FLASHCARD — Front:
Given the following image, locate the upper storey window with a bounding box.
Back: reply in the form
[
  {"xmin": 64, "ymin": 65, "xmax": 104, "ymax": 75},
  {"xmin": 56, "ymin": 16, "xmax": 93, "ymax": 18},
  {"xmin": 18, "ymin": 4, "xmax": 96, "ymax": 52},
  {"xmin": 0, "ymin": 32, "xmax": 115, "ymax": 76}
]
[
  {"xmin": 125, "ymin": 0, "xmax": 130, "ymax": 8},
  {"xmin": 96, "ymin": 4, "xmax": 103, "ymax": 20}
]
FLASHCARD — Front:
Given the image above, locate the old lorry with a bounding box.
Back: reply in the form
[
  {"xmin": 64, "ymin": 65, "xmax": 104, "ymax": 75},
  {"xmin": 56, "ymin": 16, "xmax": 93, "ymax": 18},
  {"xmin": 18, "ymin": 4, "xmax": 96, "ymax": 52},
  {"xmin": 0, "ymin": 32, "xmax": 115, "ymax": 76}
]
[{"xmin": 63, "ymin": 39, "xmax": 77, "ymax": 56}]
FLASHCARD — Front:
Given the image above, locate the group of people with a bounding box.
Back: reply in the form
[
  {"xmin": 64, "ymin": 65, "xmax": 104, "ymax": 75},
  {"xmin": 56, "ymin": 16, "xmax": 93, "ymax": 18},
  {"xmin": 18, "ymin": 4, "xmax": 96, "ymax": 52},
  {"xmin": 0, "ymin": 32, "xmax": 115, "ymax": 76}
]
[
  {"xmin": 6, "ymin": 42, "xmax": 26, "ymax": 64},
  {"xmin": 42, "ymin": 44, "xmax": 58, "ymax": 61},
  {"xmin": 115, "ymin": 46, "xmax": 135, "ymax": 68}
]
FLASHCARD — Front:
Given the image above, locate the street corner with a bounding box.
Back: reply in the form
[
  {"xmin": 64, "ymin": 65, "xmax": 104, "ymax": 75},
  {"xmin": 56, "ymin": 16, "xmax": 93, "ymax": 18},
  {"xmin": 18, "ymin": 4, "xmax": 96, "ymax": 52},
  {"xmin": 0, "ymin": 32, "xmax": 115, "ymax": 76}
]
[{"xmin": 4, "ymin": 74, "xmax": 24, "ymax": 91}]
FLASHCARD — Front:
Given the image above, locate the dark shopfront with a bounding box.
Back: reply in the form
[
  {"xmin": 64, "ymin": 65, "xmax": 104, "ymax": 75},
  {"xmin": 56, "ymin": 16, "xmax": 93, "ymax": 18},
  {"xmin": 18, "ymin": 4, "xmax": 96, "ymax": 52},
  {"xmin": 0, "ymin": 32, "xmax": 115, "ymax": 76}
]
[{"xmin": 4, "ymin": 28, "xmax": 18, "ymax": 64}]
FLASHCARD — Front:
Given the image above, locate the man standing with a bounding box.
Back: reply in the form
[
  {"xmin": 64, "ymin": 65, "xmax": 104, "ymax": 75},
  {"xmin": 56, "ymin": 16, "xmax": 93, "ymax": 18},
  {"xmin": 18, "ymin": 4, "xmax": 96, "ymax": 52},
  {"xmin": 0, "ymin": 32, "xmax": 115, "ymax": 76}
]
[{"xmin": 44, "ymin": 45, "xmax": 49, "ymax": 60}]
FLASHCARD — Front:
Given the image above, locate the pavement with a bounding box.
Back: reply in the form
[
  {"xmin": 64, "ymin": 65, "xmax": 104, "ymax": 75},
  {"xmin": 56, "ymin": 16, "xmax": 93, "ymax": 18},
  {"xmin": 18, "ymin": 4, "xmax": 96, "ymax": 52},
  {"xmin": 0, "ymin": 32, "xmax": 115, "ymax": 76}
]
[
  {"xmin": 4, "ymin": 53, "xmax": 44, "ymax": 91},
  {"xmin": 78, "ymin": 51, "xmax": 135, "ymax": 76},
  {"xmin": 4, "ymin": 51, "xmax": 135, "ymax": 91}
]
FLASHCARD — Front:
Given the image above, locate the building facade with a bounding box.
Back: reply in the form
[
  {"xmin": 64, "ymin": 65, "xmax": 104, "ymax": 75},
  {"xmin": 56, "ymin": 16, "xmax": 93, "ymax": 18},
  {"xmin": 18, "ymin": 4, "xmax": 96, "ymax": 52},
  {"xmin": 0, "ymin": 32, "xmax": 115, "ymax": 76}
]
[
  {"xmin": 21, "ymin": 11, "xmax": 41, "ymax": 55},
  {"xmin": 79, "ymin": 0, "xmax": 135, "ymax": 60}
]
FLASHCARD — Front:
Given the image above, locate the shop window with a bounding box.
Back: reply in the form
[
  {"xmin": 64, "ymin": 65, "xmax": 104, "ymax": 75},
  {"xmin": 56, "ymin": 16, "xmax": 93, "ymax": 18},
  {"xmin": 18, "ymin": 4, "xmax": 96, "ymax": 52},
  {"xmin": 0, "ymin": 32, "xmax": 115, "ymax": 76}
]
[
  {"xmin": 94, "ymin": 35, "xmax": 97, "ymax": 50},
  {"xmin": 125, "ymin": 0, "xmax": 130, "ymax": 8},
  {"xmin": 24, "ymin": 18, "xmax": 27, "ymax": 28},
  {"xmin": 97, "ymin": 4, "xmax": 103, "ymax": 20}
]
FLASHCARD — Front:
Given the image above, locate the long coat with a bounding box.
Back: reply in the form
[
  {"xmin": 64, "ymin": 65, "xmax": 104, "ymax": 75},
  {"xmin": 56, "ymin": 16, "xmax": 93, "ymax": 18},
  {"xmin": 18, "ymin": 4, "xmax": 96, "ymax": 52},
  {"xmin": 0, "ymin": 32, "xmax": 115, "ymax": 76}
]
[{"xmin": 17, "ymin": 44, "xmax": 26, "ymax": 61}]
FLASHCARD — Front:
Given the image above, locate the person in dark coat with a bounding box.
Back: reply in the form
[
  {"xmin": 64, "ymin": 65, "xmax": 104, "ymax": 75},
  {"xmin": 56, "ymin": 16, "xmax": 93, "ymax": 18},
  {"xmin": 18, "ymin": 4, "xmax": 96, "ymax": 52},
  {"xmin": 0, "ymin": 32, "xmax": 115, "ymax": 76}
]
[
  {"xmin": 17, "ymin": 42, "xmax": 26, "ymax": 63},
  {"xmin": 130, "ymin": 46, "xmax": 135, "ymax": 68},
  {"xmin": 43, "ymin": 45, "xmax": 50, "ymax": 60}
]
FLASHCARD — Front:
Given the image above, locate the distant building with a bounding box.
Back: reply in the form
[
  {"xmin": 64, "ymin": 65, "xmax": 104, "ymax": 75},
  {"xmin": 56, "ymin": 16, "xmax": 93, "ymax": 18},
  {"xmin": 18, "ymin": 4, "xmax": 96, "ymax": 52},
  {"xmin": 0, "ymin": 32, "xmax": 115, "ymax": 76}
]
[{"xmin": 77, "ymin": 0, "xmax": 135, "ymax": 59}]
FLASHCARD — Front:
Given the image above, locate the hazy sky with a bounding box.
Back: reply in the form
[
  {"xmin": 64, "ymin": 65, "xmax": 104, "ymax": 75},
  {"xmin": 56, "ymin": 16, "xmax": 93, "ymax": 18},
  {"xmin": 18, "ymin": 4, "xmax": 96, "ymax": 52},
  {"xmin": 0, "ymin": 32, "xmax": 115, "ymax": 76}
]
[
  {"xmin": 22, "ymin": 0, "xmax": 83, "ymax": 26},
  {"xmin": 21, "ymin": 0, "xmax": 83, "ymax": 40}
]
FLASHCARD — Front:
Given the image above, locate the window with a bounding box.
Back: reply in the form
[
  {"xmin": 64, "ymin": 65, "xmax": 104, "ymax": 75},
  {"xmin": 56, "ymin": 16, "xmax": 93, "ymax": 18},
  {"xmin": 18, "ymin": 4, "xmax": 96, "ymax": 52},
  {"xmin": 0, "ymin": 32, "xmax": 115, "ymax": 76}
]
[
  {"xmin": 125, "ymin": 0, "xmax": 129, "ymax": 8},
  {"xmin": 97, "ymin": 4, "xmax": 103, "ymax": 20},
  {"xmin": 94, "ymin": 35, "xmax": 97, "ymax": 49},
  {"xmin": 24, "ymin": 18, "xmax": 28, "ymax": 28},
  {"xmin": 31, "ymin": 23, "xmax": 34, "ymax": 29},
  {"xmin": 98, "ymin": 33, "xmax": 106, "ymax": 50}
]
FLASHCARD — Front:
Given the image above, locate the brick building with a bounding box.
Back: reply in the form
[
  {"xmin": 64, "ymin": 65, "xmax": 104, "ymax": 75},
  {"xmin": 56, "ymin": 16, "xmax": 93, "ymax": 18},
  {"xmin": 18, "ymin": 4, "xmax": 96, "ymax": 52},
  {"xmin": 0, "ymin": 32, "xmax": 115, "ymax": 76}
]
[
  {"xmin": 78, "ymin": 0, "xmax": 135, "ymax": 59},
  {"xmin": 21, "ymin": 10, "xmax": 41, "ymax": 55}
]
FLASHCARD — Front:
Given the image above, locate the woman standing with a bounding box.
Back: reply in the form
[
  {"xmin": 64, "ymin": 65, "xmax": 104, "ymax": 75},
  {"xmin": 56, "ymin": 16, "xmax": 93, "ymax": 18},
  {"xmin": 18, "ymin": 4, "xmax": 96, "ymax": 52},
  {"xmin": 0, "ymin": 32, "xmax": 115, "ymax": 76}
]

=-=-=

* What the task asks *
Display every line of the data above that contains the word "standing", reproducing each such line in full and in its original order.

* In response *
Given the image above, locate the man standing with a bounding box.
Given the image above, locate the woman standing with a bounding box.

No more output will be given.